__Work item__. From the listing below, copy out every line where the word "black" appears.

++++++++

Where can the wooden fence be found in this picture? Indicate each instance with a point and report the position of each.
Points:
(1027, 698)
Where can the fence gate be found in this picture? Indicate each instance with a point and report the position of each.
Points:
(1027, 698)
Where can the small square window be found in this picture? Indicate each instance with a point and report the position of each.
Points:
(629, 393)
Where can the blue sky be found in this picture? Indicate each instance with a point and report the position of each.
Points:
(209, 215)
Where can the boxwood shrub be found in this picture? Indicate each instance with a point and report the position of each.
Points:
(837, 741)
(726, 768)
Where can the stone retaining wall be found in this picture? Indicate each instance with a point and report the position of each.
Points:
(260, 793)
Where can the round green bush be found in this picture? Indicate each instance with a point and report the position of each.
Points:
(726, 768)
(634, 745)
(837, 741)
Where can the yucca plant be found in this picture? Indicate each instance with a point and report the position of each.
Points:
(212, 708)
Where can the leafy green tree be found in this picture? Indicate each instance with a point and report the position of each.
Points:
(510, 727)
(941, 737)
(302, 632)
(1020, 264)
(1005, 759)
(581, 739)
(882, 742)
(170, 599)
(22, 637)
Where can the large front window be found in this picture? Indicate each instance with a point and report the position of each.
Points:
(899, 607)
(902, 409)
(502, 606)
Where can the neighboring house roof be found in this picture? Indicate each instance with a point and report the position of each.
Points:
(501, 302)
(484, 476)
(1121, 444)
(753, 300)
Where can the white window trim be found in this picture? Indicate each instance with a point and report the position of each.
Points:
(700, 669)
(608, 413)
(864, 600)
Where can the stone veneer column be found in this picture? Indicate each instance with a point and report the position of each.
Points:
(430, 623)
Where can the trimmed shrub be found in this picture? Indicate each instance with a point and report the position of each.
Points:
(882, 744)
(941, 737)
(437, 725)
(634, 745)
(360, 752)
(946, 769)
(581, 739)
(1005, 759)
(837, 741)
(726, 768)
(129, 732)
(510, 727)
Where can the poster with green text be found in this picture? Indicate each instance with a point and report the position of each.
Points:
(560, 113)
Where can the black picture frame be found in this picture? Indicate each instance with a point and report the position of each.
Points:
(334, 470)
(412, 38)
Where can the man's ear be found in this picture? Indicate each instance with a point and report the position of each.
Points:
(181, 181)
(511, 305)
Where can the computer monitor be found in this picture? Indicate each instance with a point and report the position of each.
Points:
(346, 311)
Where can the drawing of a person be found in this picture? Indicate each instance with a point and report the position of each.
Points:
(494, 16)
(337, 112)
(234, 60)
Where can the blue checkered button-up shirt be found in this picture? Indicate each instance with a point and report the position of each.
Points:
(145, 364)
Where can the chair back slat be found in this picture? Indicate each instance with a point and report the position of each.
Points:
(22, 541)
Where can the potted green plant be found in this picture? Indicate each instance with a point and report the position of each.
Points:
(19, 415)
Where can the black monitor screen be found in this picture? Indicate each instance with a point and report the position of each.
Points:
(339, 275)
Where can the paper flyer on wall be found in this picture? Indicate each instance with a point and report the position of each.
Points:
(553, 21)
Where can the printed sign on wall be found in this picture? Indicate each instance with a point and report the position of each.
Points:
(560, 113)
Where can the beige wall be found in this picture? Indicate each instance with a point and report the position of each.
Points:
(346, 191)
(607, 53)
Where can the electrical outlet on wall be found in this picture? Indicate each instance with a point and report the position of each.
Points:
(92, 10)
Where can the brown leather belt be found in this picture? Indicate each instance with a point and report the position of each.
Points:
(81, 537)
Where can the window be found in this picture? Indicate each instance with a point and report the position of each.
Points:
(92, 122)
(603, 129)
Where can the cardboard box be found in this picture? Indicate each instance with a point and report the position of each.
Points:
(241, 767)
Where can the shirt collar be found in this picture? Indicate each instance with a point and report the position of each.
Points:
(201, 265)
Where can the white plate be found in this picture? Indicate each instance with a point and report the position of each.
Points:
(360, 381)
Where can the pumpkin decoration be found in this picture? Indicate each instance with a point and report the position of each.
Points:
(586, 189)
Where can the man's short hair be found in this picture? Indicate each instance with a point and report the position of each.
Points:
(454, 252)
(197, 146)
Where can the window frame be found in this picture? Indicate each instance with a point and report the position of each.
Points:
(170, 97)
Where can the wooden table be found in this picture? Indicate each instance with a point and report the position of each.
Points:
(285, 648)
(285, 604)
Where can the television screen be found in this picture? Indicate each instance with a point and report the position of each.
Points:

++++++++

__Task answer__.
Where can the black picture frame be found in this picture? Indicate each instance with a point and report the position of each.
Where can the black monitor screen be found in this picture? Indicate each instance with a point and report the position of each.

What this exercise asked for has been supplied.